▸ **Exercise brief**: Transcribe the material word for word, but without the images.

▸ **Data lines**:
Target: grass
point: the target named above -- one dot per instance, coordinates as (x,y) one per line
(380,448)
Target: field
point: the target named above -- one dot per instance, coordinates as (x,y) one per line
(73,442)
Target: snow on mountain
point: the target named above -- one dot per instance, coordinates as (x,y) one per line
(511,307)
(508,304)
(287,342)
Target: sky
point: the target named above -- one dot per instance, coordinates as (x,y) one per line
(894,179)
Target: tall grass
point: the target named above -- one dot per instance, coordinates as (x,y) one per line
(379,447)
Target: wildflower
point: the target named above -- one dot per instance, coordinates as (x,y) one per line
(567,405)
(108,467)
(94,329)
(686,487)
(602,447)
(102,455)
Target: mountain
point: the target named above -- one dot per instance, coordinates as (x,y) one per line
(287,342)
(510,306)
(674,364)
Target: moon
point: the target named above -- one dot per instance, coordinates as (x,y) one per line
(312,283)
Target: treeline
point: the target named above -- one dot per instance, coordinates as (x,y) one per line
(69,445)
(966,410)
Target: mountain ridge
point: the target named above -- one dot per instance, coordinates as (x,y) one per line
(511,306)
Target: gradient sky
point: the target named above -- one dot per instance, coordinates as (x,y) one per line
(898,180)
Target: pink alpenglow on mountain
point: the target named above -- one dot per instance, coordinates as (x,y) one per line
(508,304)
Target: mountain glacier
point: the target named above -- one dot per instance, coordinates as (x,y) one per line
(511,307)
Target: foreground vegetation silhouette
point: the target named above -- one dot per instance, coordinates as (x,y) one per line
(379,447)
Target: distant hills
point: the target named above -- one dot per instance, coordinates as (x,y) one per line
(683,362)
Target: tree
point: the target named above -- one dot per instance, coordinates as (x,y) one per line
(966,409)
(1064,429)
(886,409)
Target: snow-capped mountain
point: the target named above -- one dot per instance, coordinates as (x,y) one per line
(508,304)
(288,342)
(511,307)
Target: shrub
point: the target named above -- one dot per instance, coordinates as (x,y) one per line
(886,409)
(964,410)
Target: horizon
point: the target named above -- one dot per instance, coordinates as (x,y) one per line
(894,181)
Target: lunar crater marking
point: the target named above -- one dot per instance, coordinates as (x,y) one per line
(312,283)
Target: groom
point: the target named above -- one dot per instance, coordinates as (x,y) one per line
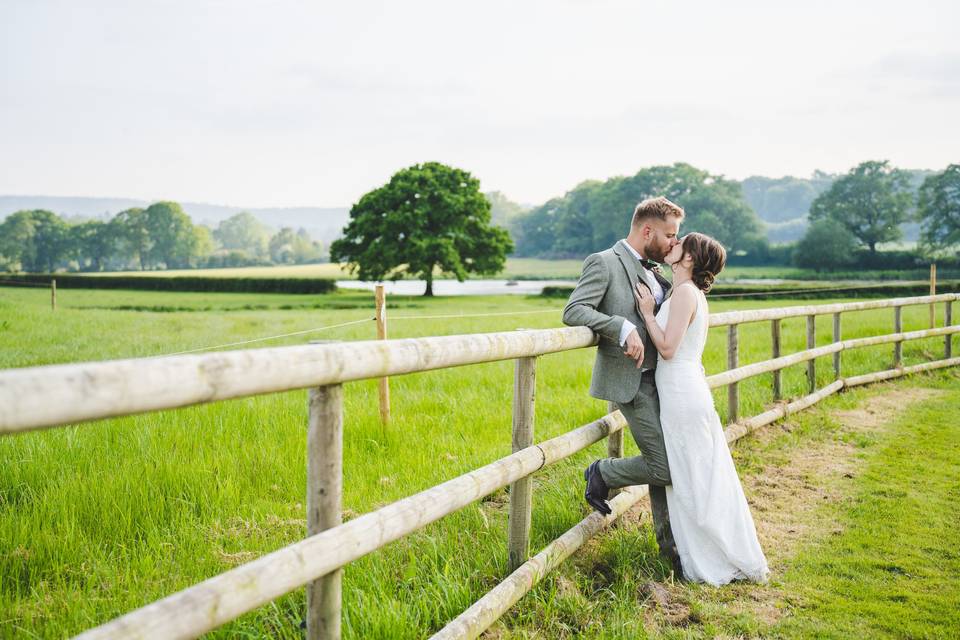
(626,357)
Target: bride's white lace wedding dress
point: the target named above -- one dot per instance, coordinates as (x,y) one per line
(711,521)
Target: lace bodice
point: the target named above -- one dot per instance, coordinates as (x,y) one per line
(694,340)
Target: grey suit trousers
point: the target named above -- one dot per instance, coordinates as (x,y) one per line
(649,468)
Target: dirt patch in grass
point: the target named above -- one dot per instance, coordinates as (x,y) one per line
(784,499)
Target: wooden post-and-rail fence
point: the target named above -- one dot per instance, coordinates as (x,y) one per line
(49,396)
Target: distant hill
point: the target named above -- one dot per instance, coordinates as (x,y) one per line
(322,223)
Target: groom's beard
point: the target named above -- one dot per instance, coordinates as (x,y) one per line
(652,253)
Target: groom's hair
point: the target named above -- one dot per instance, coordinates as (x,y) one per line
(658,208)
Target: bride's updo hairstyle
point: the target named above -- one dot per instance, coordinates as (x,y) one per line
(709,257)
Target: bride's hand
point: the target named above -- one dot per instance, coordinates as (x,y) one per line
(645,300)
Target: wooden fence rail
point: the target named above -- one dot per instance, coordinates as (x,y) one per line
(39,397)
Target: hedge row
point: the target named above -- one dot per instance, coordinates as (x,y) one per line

▸ **Full answer**:
Target: grass
point: the target named above -- one dot per instance, coordinates as (x,y) one per line
(380,448)
Target: field
point: the target named above -- one dot per instance, coordinates as (x,y) one per line
(73,442)
Target: snow on mountain
point: the target named above -- one dot per instance, coordinates as (x,y) one per line
(511,307)
(508,304)
(287,342)
Target: sky
point: the target named above -- one dot per instance, coordinates as (x,y) one per line
(894,179)
Target: tall grass
point: the target named above -- one dot per instance, coordinates as (x,y) one per line
(379,447)
Target: wildflower
point: the target named above -- one dot per instance, coordinates as (x,y) one per line
(567,405)
(108,467)
(94,329)
(686,487)
(602,447)
(102,455)
Target: mountain
point: the target named above -- one dot per instance, coordinates as (x,y) one per line
(287,342)
(510,306)
(674,364)
Target: moon
point: the target named above -- one dot per instance, coordinates as (x,y) one per line
(312,283)
Target: treeline
point: the target named above -- one dot per instance, coordinates as (x,y) one per line
(69,445)
(966,410)
Target: mountain ridge
point: the target named above -- one dot per instance, coordinates as (x,y) one per line
(511,306)
Target: gradient sky
point: the target named above -- one dot per instance, coordinates as (x,y) one per line
(898,180)
Target: pink alpenglow on mountain
point: the target named above -- one dot per instance, coordinates as (x,y) one per line
(508,304)
Target: mountain glacier
point: the target named above -- one dot per instance, coordinates as (x,y) one per line
(511,307)
Target: foreground vegetation silhouette
point: the target named above -- one dot per instance, coordinates as (x,y) one per line
(379,447)
Target: distant hills
point: the target named above -- one dot per instance, coordinates as (x,y) one per line
(683,362)
Target: tree
point: the target named above -- one dot per instance, coordinates as (x,y) one per line
(966,409)
(1064,429)
(886,409)
Target: snow-capped mountain
point: the target named above -- one dot per instance, coordinates as (x,y) one per line
(508,304)
(288,342)
(511,307)
Target: shrub
point: the target named above -- one dot per instance, coordinates as (x,y) one per line
(886,409)
(964,410)
Target: horizon
point: the target named above -- one dot per instance, coordinates as (x,y) one per line
(894,181)
Target: lunar crater marking
point: the target named above -- one dot per instance, coordinates as (x,y) one per line
(312,283)
Target: groom
point: the target named above -- one dot per instance, coordinates as (x,y) one per line
(626,357)
Target: bride's white lace wedding dress
point: the target named above -- one dot per instance, coordinates as (x,y) one per line
(711,521)
Target: lace bodice
point: the target named above -- one dot per instance, coordinates as (x,y) one per line
(694,340)
Target: grey suit trousers
point: the target named above -- one dot per instance, coordinates as (x,y) one per line
(649,468)
Target: dirt patch in grass
point: the target named above -- one dot per instance, coordinates as (x,y) one per line
(784,499)
Target: wooden post-and-rail fence
point: the target named above -- one dot per instance, coordinates as (x,y) one per line
(49,396)
Target: distant hill
point: the target named above -- one dot per instance, coordinates as (x,y) one per line
(322,223)
Target: groom's beard
point: the target named above -- one dot per instance, coordinates as (x,y) one per line
(652,253)
Target: groom's hair
point: the target named above -- one dot per instance, coordinates as (x,y) one per line
(658,208)
Target: bride's updo hairstyle
point: the target named above -- one dot per instance, coordinates as (x,y) one per line
(709,257)
Target: bride's hand
point: the target named above -- one dot per instance, coordinates as (x,y) one per line
(645,300)
Target: wooden fence rail
point: the target named above -- one dot per instance, coordinates as (x,y) one per line
(39,397)
Target: hedge row
point: the target named above -- one dot per instance, coordinates as (x,y) one per line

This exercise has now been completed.